[原始条目]
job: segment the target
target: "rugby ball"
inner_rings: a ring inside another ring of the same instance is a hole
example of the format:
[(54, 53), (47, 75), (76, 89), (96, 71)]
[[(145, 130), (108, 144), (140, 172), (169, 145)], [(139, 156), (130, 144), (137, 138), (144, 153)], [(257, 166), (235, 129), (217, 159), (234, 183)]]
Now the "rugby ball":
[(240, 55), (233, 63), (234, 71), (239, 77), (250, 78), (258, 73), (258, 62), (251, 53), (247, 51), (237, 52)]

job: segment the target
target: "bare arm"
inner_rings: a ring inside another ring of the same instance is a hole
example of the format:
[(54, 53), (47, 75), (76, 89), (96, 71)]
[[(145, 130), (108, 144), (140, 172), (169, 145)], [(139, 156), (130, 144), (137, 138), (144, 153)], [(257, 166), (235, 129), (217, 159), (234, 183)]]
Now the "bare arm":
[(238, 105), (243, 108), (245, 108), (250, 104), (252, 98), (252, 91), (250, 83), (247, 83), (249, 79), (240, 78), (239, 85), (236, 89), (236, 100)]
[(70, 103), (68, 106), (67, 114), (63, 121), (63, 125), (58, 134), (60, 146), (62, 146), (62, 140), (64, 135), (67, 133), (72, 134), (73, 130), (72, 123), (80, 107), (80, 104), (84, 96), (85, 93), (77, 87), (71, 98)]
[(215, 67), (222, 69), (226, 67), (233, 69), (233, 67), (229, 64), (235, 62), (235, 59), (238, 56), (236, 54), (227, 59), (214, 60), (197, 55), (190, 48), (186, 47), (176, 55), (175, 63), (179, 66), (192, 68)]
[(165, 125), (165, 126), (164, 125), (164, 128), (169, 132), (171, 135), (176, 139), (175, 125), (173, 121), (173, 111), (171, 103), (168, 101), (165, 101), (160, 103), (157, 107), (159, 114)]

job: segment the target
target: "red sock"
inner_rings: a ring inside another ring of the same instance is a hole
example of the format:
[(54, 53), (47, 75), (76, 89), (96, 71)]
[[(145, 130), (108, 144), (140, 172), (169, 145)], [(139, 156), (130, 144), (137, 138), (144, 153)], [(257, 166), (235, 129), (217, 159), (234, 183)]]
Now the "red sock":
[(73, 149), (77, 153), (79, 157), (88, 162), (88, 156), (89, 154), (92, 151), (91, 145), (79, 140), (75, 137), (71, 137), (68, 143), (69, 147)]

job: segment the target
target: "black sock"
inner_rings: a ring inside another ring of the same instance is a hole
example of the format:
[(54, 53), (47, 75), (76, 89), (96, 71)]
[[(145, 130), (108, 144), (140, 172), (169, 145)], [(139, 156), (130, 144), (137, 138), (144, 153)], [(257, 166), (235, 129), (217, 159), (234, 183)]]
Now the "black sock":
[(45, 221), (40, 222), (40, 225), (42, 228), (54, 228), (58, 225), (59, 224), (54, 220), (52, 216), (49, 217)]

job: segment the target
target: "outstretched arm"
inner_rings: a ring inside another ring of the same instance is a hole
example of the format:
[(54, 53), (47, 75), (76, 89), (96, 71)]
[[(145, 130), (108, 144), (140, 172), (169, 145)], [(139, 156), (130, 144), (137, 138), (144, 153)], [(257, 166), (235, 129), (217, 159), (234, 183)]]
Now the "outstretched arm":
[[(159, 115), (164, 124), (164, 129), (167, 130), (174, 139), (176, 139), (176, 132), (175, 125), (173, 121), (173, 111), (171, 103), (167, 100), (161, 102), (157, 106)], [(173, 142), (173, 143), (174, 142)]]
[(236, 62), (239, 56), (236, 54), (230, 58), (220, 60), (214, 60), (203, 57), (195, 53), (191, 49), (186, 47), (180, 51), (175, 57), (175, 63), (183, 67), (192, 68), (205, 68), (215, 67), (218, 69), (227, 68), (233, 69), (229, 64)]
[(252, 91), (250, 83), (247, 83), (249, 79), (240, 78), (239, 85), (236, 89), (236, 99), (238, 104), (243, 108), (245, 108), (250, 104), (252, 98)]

→ **题目**
把上面全部条目的各行转换成编号列表，空行不计入。

→ **参考答案**
1. job: segment the target
2. target: "rugby ball"
3. inner_rings: a ring inside another ring of the same instance is a hole
4. example of the format:
5. [(54, 53), (47, 75), (76, 89), (96, 71)]
6. [[(145, 130), (108, 144), (140, 172), (169, 145)], [(139, 156), (130, 144), (137, 138), (144, 153)], [(257, 166), (235, 129), (217, 159), (234, 183)]]
7. Now the "rugby ball":
8. [(240, 55), (233, 63), (234, 71), (239, 77), (250, 78), (258, 73), (258, 62), (251, 53), (247, 51), (237, 52)]
9. job: segment the target
10. target: "bare arm"
11. inner_rings: a ring inside another ring of the same instance is a hole
12. example of the format:
13. [(54, 53), (47, 75), (76, 89), (96, 71)]
14. [[(145, 130), (108, 144), (140, 172), (169, 145)], [(139, 156), (130, 144), (137, 138), (144, 153)], [(257, 166), (235, 129), (217, 159), (234, 183)]]
15. Now the "bare arm":
16. [(238, 105), (243, 108), (245, 108), (250, 104), (252, 98), (252, 91), (250, 83), (247, 83), (249, 79), (240, 78), (239, 85), (236, 89), (236, 100)]
17. [(70, 103), (68, 106), (67, 114), (63, 121), (63, 125), (58, 134), (60, 146), (62, 146), (62, 140), (64, 135), (67, 133), (72, 134), (73, 130), (72, 123), (80, 107), (80, 104), (84, 96), (85, 93), (77, 87), (71, 98)]
18. [(215, 67), (222, 69), (226, 67), (233, 69), (233, 67), (229, 64), (235, 62), (235, 59), (238, 56), (236, 54), (227, 59), (214, 60), (197, 55), (190, 48), (186, 47), (176, 55), (175, 63), (179, 66), (192, 68)]
19. [(165, 125), (165, 126), (164, 125), (164, 128), (169, 132), (171, 135), (176, 139), (175, 125), (173, 121), (173, 111), (171, 103), (168, 101), (165, 101), (160, 103), (157, 107), (159, 114)]
20. job: segment the target
21. target: "red sock"
22. inner_rings: a ring inside another ring of the same instance is a hole
23. example of the format:
24. [(54, 53), (47, 75), (76, 89), (96, 71)]
25. [[(145, 130), (108, 144), (140, 172), (169, 145)], [(139, 156), (130, 144), (137, 138), (144, 153)], [(257, 166), (235, 129), (217, 159), (234, 183)]]
26. Now the "red sock":
27. [(73, 149), (77, 153), (79, 157), (88, 162), (88, 156), (89, 154), (92, 151), (91, 145), (79, 140), (75, 137), (71, 137), (68, 143), (69, 147)]
28. job: segment the target
29. target: "black sock"
30. inner_rings: a ring inside another ring of the same instance is a hole
31. example of the format:
32. [(54, 53), (47, 75), (76, 89), (96, 71)]
33. [[(145, 130), (108, 144), (140, 172), (169, 145)], [(139, 156), (130, 144), (137, 138), (144, 153)], [(257, 166), (235, 129), (217, 159), (234, 183)]]
34. Now the "black sock":
35. [(45, 221), (40, 222), (40, 225), (42, 228), (54, 228), (58, 225), (59, 224), (54, 220), (52, 216), (49, 217)]
36. job: segment the target
37. target: "outstretched arm"
38. inner_rings: a ring inside another ring of the same instance is a hole
39. example of the format:
40. [(54, 53), (47, 75), (76, 89), (96, 71)]
41. [[(145, 130), (108, 144), (140, 172), (169, 145)], [(139, 156), (130, 144), (137, 138), (144, 153)], [(257, 166), (235, 129), (217, 159), (234, 183)]]
42. Now the "outstretched arm":
43. [[(159, 115), (164, 124), (164, 129), (167, 130), (174, 139), (176, 139), (176, 132), (175, 125), (173, 121), (173, 111), (171, 103), (167, 100), (161, 102), (157, 106)], [(173, 142), (173, 143), (174, 142)]]
44. [(236, 62), (239, 56), (236, 54), (230, 58), (220, 60), (214, 60), (203, 57), (195, 53), (191, 49), (186, 47), (180, 51), (175, 57), (175, 63), (183, 67), (192, 68), (205, 68), (215, 67), (218, 69), (227, 68), (233, 69), (229, 64)]
45. [(252, 91), (250, 83), (247, 83), (249, 79), (240, 78), (239, 85), (236, 89), (236, 99), (238, 104), (243, 108), (245, 108), (250, 104), (252, 98)]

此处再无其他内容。